Je voulais expérimenter un autre pays, j’avais beaucoup d’expériences en Iran, mais je voulais connaître l’Europe. Pour être réalisateur, il faut voyager, connaître le monde. En étudiant, c’est une façon de le faire, d’être connecté à l’extérieur d’Iran. Mais à l’université, en Italie, je n’ai malheureusement rien appris sur le cinéma. J’ai vécu 28 ans en Iran, j’y ai fait tous mes films et je veux continuer à filmer là-bas.

Ta sélection à Cannes représente-t-elle un espoir pour les jeunes réalisateurs iraniens ?

Beaucoup d’entre eux veulent voir mon film. Je ne pense pas qu’il soit politique mais social. Ils ont le droit de le voir. Un film iranien sélectionné à Cannes, cela n’arrive pas tous les jours. Je pense l’envoyer au festival du court métrage de Téhéran. Mais comme l’histoire est un peu sensible, je ne pense pas qu’il sera accepté.

As-tu de nouveaux projets ?

Objectifs:
A. Quels noms de lieux l'entretien mentionne-t-il ? Citez-les tous, chacun une seule fois.
B. Pourriez-vous écrire la suite de l'entretien à partir de sa dernière phrase ?

Extrait des données:
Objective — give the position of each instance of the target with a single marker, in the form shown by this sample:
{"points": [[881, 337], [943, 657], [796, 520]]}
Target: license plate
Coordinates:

Liste des réponses:
A. Iran, Europe, Italie, Cannes, Téhéran

B.
J’ai une nouvelle histoire de court métrage en tête. Le court m’intéresse, il son propre monde et sa propre construction de scénario. On a 10 ou 15 minutes pour raconter une histoire, pour toucher les gens. Je pense que le court doit être expressif, innovant, dynamique. Je veux en faire d’autres car je m’amuse plus avec ce format. Matériellement, je n’ai pas besoin de beaucoup d’argent pour tourner. Les restrictions en Iran ne représentent pas de vraies difficultés. Après toutes ces années, les gens ont réussi à raconter bon nombre d’histoires sans dépasser la fameuse ligne rouge.